Task directions:
Please reproduce every one of the rows below verbatim.
---------------
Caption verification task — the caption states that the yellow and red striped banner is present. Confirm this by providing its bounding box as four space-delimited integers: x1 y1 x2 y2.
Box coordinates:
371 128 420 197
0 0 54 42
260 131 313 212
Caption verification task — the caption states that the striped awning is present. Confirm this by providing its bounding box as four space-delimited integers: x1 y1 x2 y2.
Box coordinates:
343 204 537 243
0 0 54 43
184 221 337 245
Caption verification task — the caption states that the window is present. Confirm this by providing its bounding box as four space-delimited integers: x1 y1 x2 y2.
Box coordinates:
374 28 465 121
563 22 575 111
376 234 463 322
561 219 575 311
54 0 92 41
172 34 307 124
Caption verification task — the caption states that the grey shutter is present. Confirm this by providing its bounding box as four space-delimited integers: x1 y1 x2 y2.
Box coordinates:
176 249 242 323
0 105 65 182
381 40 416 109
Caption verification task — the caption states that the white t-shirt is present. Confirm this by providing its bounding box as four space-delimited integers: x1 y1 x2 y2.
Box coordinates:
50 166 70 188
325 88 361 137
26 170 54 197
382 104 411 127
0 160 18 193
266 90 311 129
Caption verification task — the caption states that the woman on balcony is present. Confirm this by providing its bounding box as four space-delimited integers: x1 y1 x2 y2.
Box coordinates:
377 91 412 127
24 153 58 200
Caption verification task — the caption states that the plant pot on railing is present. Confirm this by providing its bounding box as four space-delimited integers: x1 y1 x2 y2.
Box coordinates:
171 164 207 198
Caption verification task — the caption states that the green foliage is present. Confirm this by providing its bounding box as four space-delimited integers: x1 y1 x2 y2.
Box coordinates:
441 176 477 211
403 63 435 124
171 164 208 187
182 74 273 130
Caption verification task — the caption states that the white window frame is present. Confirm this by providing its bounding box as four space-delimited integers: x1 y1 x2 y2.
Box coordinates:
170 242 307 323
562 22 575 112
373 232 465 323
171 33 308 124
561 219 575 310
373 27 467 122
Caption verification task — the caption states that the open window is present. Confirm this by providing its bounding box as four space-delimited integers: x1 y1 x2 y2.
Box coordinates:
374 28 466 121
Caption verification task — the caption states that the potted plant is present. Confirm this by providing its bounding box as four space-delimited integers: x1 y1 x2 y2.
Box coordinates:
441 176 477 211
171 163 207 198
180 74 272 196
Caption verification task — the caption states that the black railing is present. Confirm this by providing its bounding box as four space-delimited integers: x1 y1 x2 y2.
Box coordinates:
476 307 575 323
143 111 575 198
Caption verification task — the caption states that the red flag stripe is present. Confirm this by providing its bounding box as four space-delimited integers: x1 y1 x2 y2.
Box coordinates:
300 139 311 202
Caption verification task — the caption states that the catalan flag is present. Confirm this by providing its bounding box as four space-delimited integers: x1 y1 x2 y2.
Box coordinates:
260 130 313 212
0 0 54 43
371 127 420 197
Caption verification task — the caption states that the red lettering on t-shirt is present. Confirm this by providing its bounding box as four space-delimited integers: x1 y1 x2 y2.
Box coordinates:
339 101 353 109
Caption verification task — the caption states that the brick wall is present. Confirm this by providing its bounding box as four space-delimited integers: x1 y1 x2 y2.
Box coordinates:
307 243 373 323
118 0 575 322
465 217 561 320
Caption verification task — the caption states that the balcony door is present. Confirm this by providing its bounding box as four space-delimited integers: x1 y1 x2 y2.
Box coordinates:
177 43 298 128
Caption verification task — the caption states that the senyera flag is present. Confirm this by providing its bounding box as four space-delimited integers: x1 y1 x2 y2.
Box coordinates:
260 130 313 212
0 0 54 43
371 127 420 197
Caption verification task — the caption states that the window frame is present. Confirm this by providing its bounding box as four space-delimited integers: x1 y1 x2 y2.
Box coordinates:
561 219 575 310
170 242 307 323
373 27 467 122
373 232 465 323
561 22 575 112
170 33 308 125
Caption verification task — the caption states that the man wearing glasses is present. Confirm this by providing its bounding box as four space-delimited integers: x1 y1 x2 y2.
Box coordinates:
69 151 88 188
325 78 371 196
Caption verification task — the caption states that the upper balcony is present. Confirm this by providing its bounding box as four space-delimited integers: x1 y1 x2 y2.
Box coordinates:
---------------
Reply:
Caption verification task — the caption states that the yellow and red striped banner is present. Confirm this by providing its bounding box as four space-delimited integers: x1 y1 x2 y2.
Box coordinates:
371 128 420 197
0 0 54 42
260 131 313 212
Caption verification task — the caption states that the striped awning is present. Confirm this by providing its bounding box as four space-delimited integers: x1 y1 x2 y2.
Box coordinates:
343 204 537 243
0 0 54 43
184 221 337 245
Caption verification task — the caption states that the window is present. Confirm this by providing its bounding box as four space-delimited integers: x1 y1 x2 y2.
Box coordinates:
374 28 465 121
563 22 575 111
376 234 463 322
561 219 575 311
54 0 92 41
172 34 307 124
Caption verification task — the caption states that the grey shutter is present. Confirm this by providing its bounding box as four space-delimited integers: x1 y1 x2 y2.
Box coordinates:
176 249 242 323
0 105 65 182
381 40 416 109
Caption verification task — the caption states that the white t-shirt is present. Confirm this by providing its bounding box as four space-delimited integers: x1 y1 x2 y2.
Box coordinates:
50 166 70 188
325 88 361 137
26 170 54 197
382 104 411 127
0 160 18 193
266 90 311 129
Caption verification task — the caption states that the woman on balcony is present. Confirm this by providing its bounding box as four space-delimited integers: x1 y1 x2 y2.
Box coordinates:
377 91 412 127
24 153 58 200
Caption verification task — the caption states that the plant pot on railing is present. Confirm this by providing its bounding box as four space-delimited integers: x1 y1 x2 y2.
Box coordinates:
171 164 207 198
Caption verification task — the caption states that the green foliage is present. Confirm this by providing its bounding box as four space-delimited integers: x1 y1 x2 y2.
Box coordinates:
441 176 477 211
403 63 435 124
171 164 208 187
182 74 273 130
Caption verification task — the caption states that the white window frame is present. Confirm this by providing its bounding box as four space-delimited integers: x1 y1 x2 y2.
Box coordinates:
170 242 307 323
562 22 575 112
373 232 465 323
171 33 308 124
561 219 575 310
373 27 467 122
Caption verification task — the caption states that the open window is present. Confirm this by providing its bounding box as four space-delimited integers: x1 y1 x2 y2.
Box coordinates:
374 28 466 121
Caption verification task — the caption states that the potted plant is present. Confirm this by providing its bounding box as four space-delimited integers: x1 y1 x2 y2.
Box coordinates:
441 176 477 211
171 163 207 198
180 74 272 196
Caption verification task — the caption states that the black railing is present. Confirm this by providing its bounding box as four space-delimited integers: x1 y1 x2 y2.
Box coordinates:
476 307 575 323
143 111 575 198
Caption verification task — the caption states that the red flag stripe is present. Confirm this by providing its bounding box as four space-delimited integers: x1 y1 x2 y2.
Box coordinates:
300 139 311 202
Caption verification task — the caption states that the catalan flag is present. Confirm this by providing its bounding box as four space-delimited integers: x1 y1 x2 y2.
Box coordinates:
260 130 313 212
0 0 54 43
371 127 420 197
Caption verification task — the caption states that the red lettering on t-shirt is present. Confirm this by providing its bounding box as four space-delimited integers: x1 y1 x2 y2.
Box coordinates:
339 101 353 109
Caption verification task — the caption states that the brick wall is present. Confirm this by providing its bounding box as four space-delimited integers: x1 y1 x2 y2.
Box coordinates:
307 243 373 323
118 0 575 322
465 217 561 320
Caption verification task — the caption states that the balcony door is present. Confirm this by providing its bounding box as four space-delimited integers: x1 y1 x2 y2.
Box coordinates:
177 43 298 128
Caption verification task — the caption states that the senyera flag is present. Confirm this by providing its bounding box as four space-delimited integers: x1 y1 x2 y2.
Box coordinates:
260 130 313 212
0 0 54 43
371 127 420 197
Caption verification task — the caption states that the window frame is present. Confirm this by providing its bounding box as four space-delimited integers: x1 y1 x2 y2.
Box coordinates:
561 219 575 310
170 242 307 323
373 27 467 122
373 232 465 323
561 22 575 112
170 33 308 125
Caption verification task — the caption states that the man wearing glasses is present. Confirm this by providing its bounding box as four space-delimited integers: x1 y1 x2 y2.
Box coordinates:
69 151 88 188
325 78 371 196
Caption verification task — the caption states that the upper balcony is present. Confirm this by providing its bounding box as four space-delimited integers: x1 y1 x2 y2.
Box coordinates:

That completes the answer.